**Set task**
Copy out every line in the rows below that contains the word "decided".

**Data for processing**
== == ==

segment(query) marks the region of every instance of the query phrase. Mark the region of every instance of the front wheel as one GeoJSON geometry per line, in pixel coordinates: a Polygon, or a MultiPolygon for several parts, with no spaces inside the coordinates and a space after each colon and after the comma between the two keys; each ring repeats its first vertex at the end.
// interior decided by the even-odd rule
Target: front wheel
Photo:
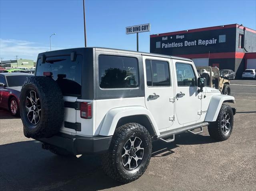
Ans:
{"type": "Polygon", "coordinates": [[[102,156],[102,168],[118,181],[131,182],[143,174],[152,152],[151,137],[145,127],[135,123],[126,124],[116,129],[109,150],[102,156]]]}
{"type": "Polygon", "coordinates": [[[208,132],[213,139],[224,141],[230,137],[234,123],[233,111],[230,106],[222,104],[216,121],[208,126],[208,132]]]}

== == ==

**Complete answer**
// interior decided by the even-odd rule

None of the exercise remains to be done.